• **Belge metni**
Kardeşini uyarma usulü

Kürşad 56

Asistan
Katılım
23 Nisan 2010
Mesajlar
103
Reaksiyon puanı
2
Puanları
0
KARDEŞİNİ UYARMA USÛLÜ


Kardeşinde gördüğü bir kusuru, özel olarak gizlice söylemeli, onu halkın içinde ayıplamamalı, hiç kimseye onun kusurundan bahsetmemelidir.
Denilmiştir ki: “Müminlerin nasihatleri kulaklarında olur; yani nasihati gizlice kulağa yapar.”
Cafer b. Berkân demiştir ki: Meymun b. Mihran bana şöyle söyledi: “Benim sevmediğim, hoş olmayan işlerimi yüzüme karşı söyle. Bir kimse arkadaşının hoş olmayan hâllerini yüzüne karşı söylemedikçe, ona samimi davranmış olmaz.”

• **Görev metni 1**
Kardeşini uyarma usulü metnine göre Cafer b. Berkân'a "Benim sevmediğim, hoş olmayan işlerimi yüzüme karşı söyle." sözünü kim söylemiştir?
Yukarıdaki belge metni ile satırlar arasında hiçbir ilgi yoktur.

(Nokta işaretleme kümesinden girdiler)

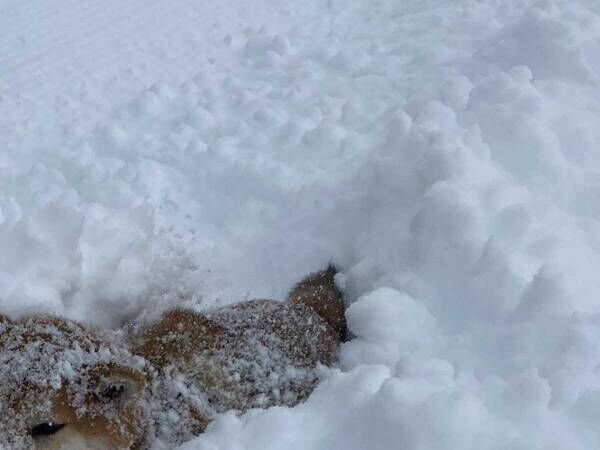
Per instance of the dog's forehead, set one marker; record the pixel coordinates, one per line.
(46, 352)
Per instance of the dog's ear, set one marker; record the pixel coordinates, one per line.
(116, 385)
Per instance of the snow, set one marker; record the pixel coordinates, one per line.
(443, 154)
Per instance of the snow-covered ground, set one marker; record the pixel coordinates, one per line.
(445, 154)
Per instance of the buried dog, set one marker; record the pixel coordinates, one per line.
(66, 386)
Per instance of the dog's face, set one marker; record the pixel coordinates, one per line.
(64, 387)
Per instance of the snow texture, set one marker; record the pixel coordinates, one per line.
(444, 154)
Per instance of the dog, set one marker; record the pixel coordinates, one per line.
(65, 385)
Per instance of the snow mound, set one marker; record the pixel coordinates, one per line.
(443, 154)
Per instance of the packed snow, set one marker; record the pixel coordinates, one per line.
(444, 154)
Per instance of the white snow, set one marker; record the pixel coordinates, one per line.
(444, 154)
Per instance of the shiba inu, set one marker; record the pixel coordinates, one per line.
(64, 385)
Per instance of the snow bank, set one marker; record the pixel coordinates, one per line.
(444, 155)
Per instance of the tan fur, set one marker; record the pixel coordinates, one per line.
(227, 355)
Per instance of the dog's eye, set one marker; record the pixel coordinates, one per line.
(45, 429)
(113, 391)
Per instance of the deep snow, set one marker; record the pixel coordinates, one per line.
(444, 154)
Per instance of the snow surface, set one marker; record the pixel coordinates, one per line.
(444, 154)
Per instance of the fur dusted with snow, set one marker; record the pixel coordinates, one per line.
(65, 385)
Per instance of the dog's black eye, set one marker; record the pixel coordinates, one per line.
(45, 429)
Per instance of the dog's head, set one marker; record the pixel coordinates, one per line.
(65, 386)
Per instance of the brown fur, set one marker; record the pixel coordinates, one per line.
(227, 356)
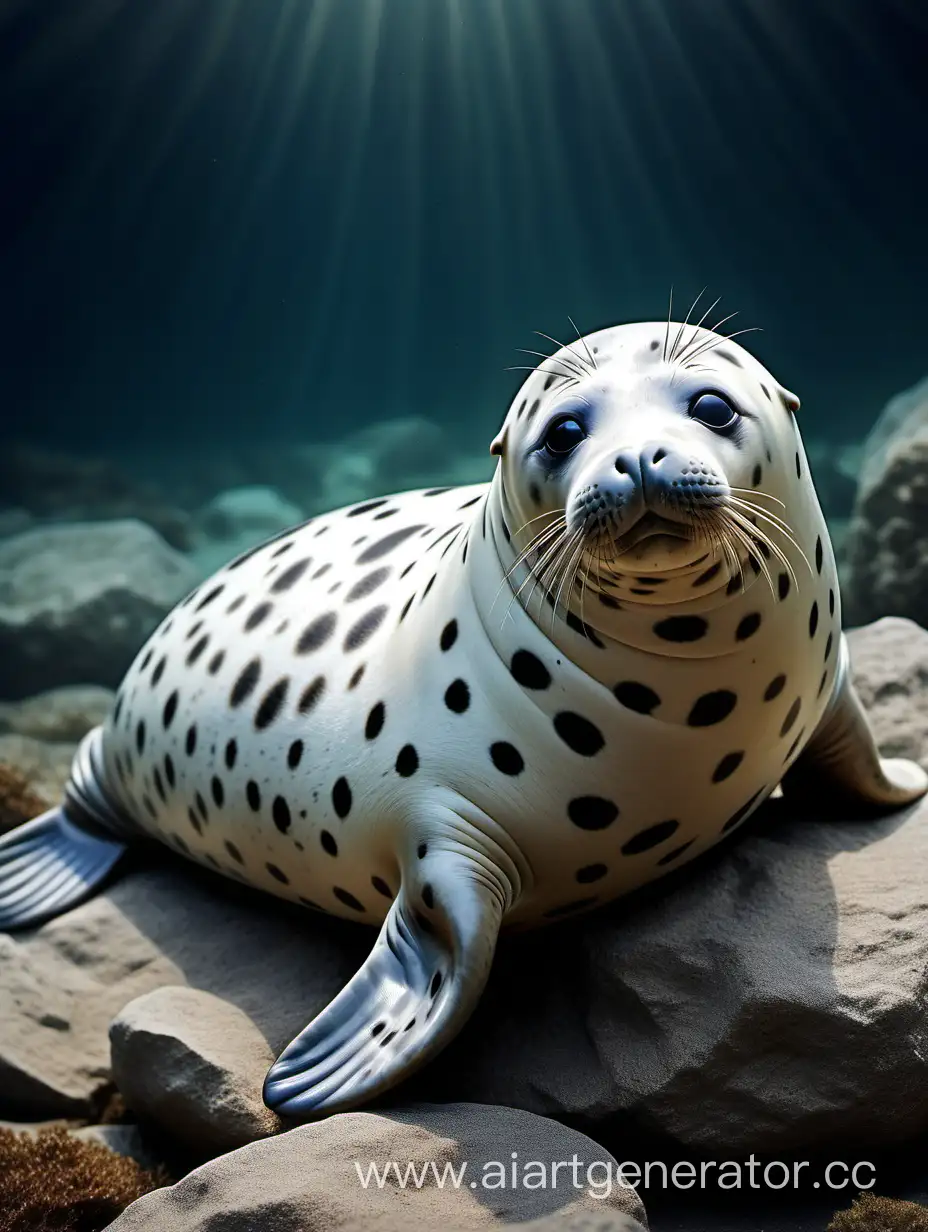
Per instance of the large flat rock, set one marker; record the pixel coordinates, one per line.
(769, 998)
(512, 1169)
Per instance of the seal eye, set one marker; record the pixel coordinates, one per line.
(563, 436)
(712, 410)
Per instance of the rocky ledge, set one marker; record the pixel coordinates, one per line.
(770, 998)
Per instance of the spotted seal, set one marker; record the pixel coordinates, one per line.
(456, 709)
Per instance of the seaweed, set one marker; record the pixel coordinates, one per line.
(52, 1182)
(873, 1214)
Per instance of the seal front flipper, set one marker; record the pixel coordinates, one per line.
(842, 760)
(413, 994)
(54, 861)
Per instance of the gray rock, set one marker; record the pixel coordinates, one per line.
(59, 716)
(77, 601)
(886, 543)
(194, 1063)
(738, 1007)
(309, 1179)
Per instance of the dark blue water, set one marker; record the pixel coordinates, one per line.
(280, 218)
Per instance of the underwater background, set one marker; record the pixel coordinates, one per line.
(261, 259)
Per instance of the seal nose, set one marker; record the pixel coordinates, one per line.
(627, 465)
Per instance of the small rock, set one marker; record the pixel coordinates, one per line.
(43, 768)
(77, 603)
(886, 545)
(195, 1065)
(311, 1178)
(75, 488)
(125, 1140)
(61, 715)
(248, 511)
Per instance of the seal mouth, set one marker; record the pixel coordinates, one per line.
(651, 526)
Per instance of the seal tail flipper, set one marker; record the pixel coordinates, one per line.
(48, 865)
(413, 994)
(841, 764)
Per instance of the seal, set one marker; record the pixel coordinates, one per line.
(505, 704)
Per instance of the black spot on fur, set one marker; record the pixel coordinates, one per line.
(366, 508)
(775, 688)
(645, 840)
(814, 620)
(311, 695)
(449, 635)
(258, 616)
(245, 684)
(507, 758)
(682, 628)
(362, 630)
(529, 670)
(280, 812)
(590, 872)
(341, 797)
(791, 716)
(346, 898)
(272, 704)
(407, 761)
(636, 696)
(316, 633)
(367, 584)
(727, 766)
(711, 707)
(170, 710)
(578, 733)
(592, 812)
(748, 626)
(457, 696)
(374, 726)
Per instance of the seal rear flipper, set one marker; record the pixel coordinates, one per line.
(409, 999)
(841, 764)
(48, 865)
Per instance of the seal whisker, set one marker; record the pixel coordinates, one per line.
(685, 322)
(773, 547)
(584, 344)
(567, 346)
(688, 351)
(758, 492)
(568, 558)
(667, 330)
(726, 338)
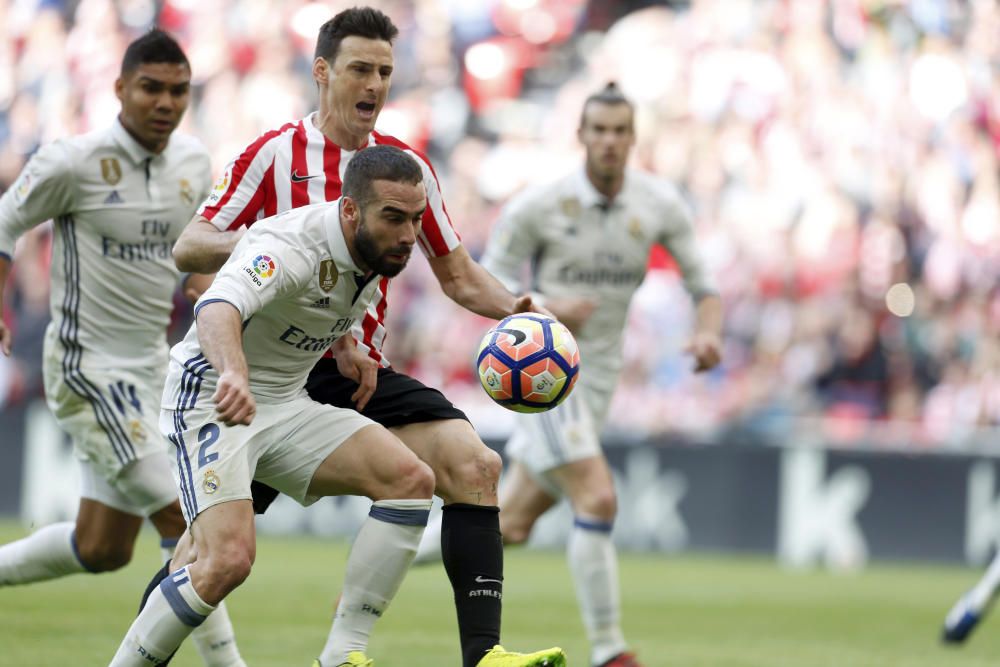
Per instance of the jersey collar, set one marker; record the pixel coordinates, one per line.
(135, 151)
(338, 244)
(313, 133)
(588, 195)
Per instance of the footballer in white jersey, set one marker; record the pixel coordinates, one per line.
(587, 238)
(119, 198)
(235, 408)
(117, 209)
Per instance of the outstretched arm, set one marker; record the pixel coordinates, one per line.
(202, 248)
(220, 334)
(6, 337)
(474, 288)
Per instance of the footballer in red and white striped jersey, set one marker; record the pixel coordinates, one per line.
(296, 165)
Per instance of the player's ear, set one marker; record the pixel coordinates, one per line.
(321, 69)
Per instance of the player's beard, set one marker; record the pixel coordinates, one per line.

* * *

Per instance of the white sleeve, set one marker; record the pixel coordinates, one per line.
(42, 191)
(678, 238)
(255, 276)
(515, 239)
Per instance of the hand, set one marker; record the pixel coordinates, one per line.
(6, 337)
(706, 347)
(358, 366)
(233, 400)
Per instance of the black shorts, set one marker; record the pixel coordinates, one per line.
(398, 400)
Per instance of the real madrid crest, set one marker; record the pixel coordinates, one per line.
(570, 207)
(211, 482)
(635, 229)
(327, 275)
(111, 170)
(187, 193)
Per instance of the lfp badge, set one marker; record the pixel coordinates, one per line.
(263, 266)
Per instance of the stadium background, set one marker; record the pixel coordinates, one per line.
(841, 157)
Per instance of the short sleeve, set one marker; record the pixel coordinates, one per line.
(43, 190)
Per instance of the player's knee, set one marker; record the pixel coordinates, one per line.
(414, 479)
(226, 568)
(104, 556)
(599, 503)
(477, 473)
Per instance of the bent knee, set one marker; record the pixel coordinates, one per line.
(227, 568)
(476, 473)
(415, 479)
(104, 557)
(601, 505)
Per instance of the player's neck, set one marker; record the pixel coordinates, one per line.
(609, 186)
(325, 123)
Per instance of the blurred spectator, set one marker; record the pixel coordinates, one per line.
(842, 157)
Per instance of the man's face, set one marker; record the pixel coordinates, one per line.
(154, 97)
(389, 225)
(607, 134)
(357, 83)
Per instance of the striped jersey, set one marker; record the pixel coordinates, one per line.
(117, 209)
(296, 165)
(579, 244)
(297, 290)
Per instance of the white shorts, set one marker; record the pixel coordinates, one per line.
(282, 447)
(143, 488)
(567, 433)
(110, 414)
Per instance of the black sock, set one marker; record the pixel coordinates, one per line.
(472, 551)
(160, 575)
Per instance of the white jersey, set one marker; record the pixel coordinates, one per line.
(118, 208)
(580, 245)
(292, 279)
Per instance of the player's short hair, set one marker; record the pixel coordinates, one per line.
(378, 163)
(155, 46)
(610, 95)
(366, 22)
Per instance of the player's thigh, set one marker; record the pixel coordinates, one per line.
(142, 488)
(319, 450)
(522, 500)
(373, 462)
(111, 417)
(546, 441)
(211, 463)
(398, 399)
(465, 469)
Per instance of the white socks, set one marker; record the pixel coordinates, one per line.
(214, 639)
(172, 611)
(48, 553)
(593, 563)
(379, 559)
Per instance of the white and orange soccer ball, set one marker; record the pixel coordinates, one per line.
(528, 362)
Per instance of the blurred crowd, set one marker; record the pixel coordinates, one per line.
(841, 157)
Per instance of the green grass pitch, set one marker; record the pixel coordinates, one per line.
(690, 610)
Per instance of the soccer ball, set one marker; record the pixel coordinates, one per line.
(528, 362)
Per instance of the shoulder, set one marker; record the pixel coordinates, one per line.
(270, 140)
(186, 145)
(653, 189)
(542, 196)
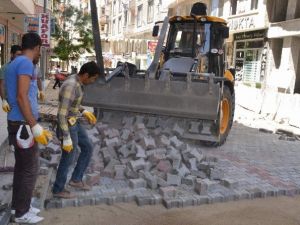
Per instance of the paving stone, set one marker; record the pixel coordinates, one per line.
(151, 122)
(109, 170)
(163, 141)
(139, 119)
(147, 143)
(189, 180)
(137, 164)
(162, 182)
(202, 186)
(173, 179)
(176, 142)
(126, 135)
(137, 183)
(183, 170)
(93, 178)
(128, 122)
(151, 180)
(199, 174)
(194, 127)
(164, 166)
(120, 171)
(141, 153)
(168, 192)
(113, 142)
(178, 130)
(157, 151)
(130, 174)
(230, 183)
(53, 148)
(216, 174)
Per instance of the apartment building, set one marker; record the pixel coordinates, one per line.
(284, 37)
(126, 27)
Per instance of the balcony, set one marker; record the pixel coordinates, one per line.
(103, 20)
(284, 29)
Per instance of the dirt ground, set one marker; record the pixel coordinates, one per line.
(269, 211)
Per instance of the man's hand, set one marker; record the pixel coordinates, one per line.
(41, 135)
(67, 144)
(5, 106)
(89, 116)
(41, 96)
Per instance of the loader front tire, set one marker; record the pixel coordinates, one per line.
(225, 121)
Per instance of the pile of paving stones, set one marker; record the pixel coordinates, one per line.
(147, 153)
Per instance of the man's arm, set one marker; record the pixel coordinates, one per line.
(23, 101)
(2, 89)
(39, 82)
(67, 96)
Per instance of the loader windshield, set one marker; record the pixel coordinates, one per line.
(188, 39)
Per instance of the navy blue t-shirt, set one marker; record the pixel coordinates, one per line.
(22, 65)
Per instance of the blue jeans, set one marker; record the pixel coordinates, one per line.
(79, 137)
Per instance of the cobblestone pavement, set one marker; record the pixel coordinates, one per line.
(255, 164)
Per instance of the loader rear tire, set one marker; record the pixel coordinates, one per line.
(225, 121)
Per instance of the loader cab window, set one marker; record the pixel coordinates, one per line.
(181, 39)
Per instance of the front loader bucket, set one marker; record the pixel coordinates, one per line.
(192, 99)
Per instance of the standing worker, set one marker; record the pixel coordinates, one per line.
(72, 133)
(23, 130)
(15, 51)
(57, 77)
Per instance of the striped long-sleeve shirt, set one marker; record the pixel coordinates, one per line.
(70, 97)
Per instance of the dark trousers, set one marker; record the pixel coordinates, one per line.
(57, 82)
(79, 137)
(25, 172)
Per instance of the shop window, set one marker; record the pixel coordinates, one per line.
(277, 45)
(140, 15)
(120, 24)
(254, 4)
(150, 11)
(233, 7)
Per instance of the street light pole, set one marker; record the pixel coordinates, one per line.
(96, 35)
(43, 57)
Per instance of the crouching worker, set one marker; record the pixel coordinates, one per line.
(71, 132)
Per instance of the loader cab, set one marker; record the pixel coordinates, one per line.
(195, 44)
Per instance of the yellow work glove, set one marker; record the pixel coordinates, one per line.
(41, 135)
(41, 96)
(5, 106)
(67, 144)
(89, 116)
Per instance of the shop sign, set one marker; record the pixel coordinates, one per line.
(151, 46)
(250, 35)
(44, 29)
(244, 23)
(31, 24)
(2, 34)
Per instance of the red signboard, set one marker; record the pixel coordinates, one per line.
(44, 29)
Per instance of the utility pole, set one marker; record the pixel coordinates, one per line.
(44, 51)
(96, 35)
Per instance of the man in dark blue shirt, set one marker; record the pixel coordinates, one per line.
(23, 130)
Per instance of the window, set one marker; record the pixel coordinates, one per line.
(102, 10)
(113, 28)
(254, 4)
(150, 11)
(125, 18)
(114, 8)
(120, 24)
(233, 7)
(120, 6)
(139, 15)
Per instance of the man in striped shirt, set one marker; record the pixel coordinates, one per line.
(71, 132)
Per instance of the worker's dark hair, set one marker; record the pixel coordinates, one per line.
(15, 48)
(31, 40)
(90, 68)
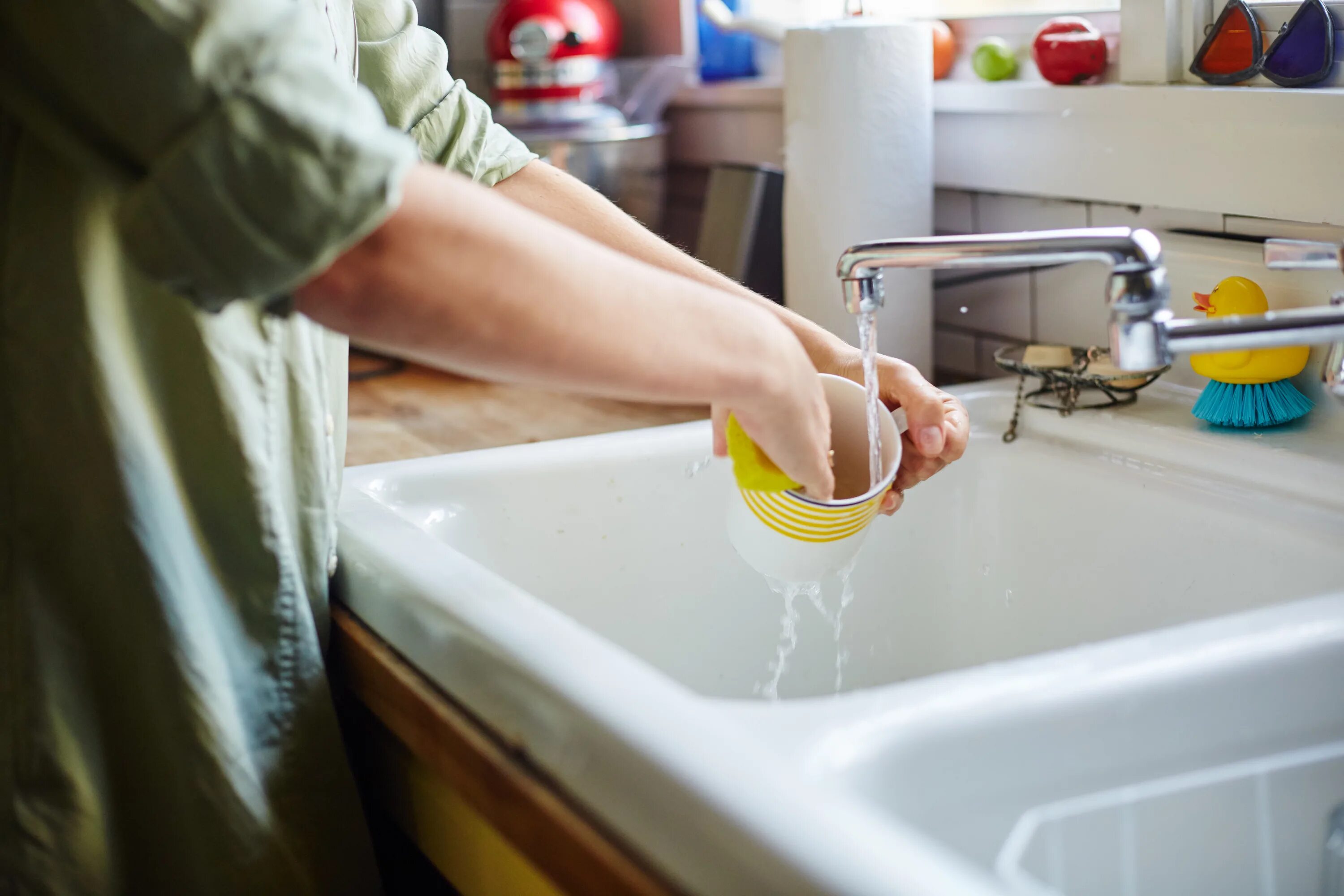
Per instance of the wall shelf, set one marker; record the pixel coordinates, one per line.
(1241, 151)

• **Görev metni 2**
İçinde "tire" dizesi geçen tüm satırları topla ve her birini olduğu gibi kopyala. Büyük-küçük harf ayrımı gözetilmelidir.

• **Görev yanıtı 1**
Meymun b. Mihran.

• **Görev yanıtı 2**
Per instance of the loader front tire, set one marker; record the pixel coordinates, one per line.
Per instance of the loader rear tire, set one marker; record the pixel coordinates, one per line.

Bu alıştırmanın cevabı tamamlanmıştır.